(Beginning of Data records)

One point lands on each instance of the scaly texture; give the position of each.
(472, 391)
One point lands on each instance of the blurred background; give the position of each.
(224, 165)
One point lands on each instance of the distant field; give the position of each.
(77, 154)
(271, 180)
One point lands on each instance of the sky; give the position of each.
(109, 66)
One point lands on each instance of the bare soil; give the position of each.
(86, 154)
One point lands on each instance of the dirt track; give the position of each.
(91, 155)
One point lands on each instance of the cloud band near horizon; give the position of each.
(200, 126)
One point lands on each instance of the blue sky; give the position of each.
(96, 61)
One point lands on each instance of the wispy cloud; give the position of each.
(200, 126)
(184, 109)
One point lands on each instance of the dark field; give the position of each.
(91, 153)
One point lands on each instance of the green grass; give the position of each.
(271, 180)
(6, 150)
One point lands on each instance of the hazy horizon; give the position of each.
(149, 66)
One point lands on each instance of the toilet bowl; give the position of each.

(End of Data records)
(Beginning of Data records)

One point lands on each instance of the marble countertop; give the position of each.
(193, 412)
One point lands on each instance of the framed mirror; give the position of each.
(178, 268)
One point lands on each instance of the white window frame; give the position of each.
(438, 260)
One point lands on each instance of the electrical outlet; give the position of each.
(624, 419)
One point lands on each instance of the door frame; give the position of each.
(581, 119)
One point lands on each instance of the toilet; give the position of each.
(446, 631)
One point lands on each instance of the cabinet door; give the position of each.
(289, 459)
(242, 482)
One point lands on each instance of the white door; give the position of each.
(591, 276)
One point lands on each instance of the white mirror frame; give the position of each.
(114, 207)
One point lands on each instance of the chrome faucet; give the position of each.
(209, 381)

(End of Data records)
(Beginning of Data records)

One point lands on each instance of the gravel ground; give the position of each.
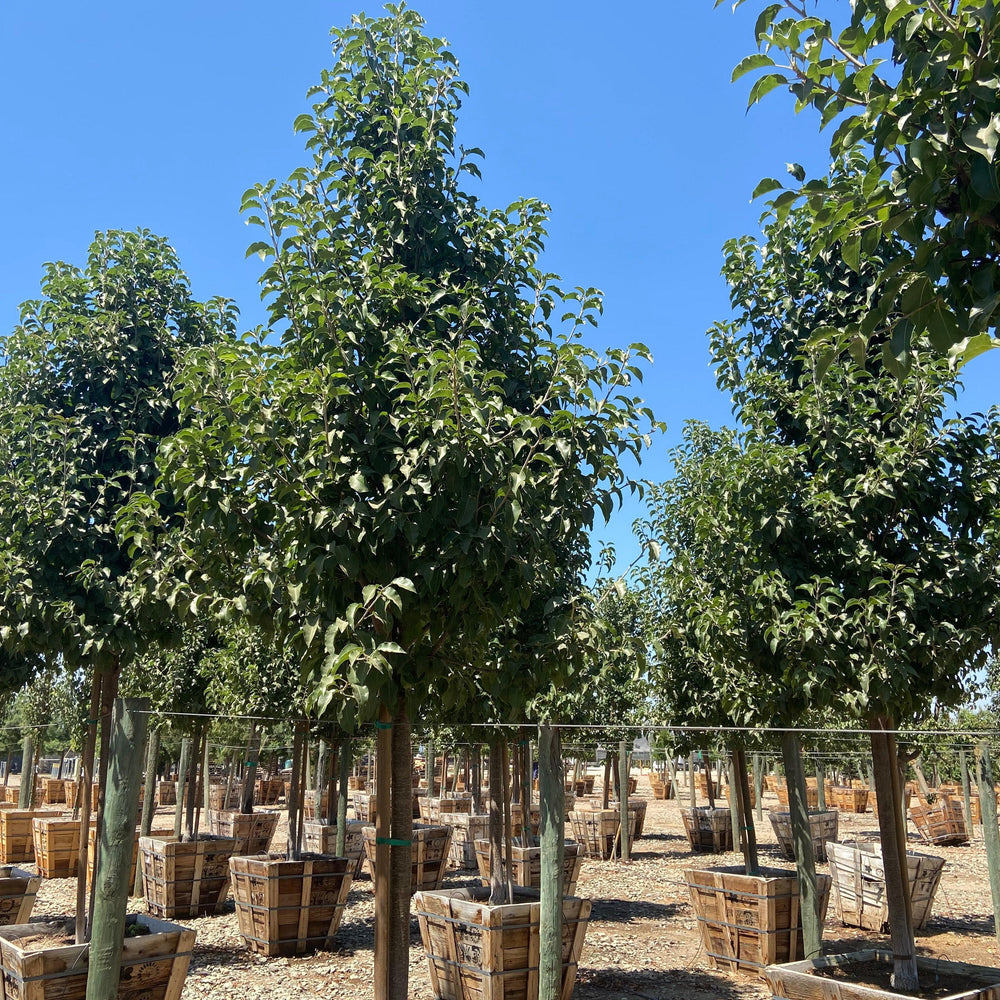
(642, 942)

(End of Data records)

• Requirement: Look back at the data above. Transcribe exactly the lines starting at the line that contains "One point lands on each instance of the bare" and ending at the line that contains "One point lands on each instance of the toilet bowl;".

• Result of the exercise:
One point lands on each instance of the bare soil; give the position of each.
(86, 154)
One point lands on each instance of the dirt track; give the position of each.
(91, 155)
One point lands on each instance of the cloud band near horizon; give the position of each.
(200, 126)
One point lands on each instance of the blue sky; give the position of each.
(96, 61)
One point lands on each instance of the wispy cloud; give the position of each.
(200, 126)
(184, 109)
One point lands on each instance of the dark field; give the position of each.
(91, 153)
One point lands on each instance of the green grass; give the position of each.
(271, 180)
(6, 150)
One point lands on each instance of the hazy horizon; give the position of each.
(149, 66)
One point lands on each instance of the toilet bowl; give the position of each.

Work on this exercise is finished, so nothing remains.